# [Task directions]
Give back the full listing exactly, setting the pictures aside.

--- Data for this task ---

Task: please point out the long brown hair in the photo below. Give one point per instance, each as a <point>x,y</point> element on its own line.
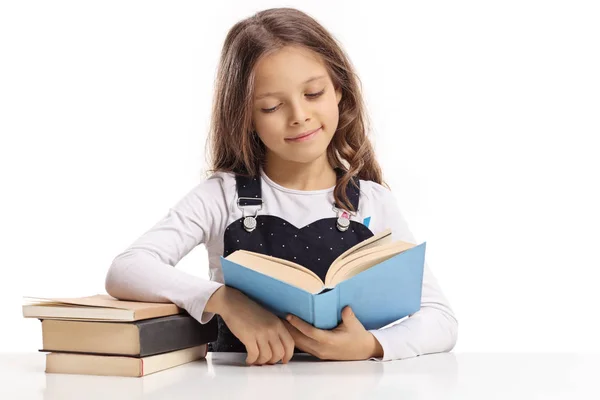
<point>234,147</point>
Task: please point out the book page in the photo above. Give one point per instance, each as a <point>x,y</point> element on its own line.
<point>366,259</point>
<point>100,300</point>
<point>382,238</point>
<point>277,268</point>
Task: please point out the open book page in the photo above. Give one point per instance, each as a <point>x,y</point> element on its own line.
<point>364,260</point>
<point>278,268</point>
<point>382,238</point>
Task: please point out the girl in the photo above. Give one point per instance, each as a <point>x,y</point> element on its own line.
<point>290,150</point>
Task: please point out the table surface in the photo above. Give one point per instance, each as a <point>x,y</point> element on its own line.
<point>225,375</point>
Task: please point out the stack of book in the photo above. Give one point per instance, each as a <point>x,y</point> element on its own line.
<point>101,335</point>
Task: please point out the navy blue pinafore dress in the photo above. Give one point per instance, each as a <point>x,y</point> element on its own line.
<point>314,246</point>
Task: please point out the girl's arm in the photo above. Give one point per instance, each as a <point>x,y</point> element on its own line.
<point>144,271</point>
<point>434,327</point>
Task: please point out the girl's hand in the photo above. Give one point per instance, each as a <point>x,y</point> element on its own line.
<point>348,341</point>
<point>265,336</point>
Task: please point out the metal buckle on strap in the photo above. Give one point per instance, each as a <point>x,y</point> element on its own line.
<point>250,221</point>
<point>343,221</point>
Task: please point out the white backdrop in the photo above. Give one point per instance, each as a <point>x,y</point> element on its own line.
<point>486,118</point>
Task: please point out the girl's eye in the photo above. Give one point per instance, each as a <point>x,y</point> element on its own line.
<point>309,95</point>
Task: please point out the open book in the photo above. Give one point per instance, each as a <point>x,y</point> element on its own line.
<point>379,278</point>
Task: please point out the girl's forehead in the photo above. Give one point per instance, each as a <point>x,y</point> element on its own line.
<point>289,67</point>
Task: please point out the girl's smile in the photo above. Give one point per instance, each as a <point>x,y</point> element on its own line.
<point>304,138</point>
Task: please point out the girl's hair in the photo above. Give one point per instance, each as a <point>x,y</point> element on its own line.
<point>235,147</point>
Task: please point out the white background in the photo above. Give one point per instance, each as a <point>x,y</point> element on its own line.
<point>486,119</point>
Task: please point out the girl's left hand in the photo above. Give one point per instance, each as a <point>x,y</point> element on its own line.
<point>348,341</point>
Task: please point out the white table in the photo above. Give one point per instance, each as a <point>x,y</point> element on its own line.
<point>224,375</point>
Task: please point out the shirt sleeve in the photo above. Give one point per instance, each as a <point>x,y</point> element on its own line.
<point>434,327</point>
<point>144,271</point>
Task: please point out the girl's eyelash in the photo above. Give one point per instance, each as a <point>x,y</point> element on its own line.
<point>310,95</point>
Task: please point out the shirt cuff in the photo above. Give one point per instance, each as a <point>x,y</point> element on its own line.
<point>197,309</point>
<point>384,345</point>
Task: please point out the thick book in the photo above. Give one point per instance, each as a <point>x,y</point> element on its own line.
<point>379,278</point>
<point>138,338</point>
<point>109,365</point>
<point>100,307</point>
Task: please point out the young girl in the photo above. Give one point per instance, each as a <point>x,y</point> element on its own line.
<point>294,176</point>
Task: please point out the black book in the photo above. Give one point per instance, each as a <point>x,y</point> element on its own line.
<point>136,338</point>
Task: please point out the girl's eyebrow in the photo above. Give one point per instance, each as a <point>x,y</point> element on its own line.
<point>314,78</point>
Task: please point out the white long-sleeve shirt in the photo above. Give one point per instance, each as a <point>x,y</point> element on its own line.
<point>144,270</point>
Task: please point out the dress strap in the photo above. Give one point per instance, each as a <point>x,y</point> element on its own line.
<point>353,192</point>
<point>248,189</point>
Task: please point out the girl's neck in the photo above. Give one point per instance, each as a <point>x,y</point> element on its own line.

---

# [Task solution]
Task: please point out the long brown hair in the photo below. Give one point per instance, each as a <point>x,y</point> element on its own line.
<point>234,147</point>
Task: please point out the book page in the photo above. Give one point per instance, each as a <point>x,y</point> element on its own line.
<point>366,259</point>
<point>100,300</point>
<point>382,238</point>
<point>277,268</point>
Task: please point out the open book page in the photo above. Give one point per instance, each as a <point>x,y</point> element on its own line.
<point>364,260</point>
<point>278,268</point>
<point>382,238</point>
Task: please point out the girl in the photo above. Give one point per instance, each as a <point>x,y</point> element on its own line.
<point>290,150</point>
Task: please point out the table surface in the photo above. Give one point per instance, each as a <point>x,y</point> element on its own line.
<point>225,375</point>
Task: please point out the stack of book in the photo above. Give one point per instance, each as a <point>x,y</point> element on its own line.
<point>101,335</point>
Task: please point out the navy blue pinafore dress in the photo above. Give one point per instance, each as a <point>x,y</point> element on its own line.
<point>314,246</point>
Task: please point out the girl's arm in the photo above. Give one point per instance, each as a <point>x,y</point> element on its own line.
<point>144,271</point>
<point>434,327</point>
Task: please point out the girl's hand in the photo above. Give one point per instance, each as a <point>x,y</point> element on its own line.
<point>348,341</point>
<point>265,336</point>
Task: please point out the metal buckle on strap in the photo above. Give one point per instance, each as a <point>x,y</point> element on its own line.
<point>250,221</point>
<point>343,221</point>
Task: please point out the white backdrop in the photo above. Give one point per instance, each as a <point>x,y</point> element on its own line.
<point>486,118</point>
Task: please point out the girl's eye in the photo above. Give one point per instance, each as a <point>x,y</point> element on its own line.
<point>309,95</point>
Task: please point out the open book in the photo above. Give one point per instance, each as a <point>x,y</point> element on its own line.
<point>379,278</point>
Task: please point out the girl's forehead in the photo above. Give one point per instance, each as a <point>x,y</point> element on its own line.
<point>289,67</point>
Task: please point out the girl's smile in the photo above. Give one point per instance, each as a <point>x,y</point> element on its own line.
<point>304,138</point>
Task: please point out the girl's hair in the photo above. Give one point per instance, each as a <point>x,y</point> element on its own line.
<point>235,147</point>
Task: please point out the white background in the photo above. Give one point per instance, each as a <point>x,y</point> element on its own line.
<point>486,119</point>
Task: please point out the girl's left hand in the photo above. Give one point per instance, each as a <point>x,y</point> element on its own line.
<point>348,341</point>
Task: please point out the white table in the photo above. Give one point per instance, each as a <point>x,y</point> element on its own line.
<point>224,375</point>
Task: please point out the shirt sleeve in the photo above. Give one point per instance, each as a <point>x,y</point> element on its own line.
<point>434,327</point>
<point>144,271</point>
Task: please point out the girl's eyelash in the photo above. Give one point per instance, each as a <point>x,y</point> element on its own line.
<point>310,95</point>
Task: please point out the shirt cuff in the photo above. Give one point per instance, each as a <point>x,y</point> element on its own line.
<point>197,309</point>
<point>384,345</point>
Task: please point out the thick book in the photo above. Give one point per instance, each as a <point>x,y</point> element on its own line.
<point>379,278</point>
<point>138,338</point>
<point>109,365</point>
<point>100,307</point>
Task: please point out the young girl in the photo above. Give one point per instance, each as a <point>x,y</point> element on its own line.
<point>294,176</point>
Task: please point out the black book in the photo above. Give one point per instance, each as a <point>x,y</point> element on its own line.
<point>136,338</point>
Task: please point out the girl's eyebrow in the photo above. Give one point per instance, each as a <point>x,y</point> element on its own line.
<point>314,78</point>
Task: please point out the white long-sleeve shirt in the photo above. Give one point per instance, each as a <point>x,y</point> element on its own line.
<point>144,270</point>
Task: please point out the dress strap in the photo above. Give one point per instance, each as a <point>x,y</point> element on its own line.
<point>353,192</point>
<point>248,189</point>
Task: please point out the girl's neck in the photo above. Give one point per instance, each as a <point>x,y</point> element on its own line.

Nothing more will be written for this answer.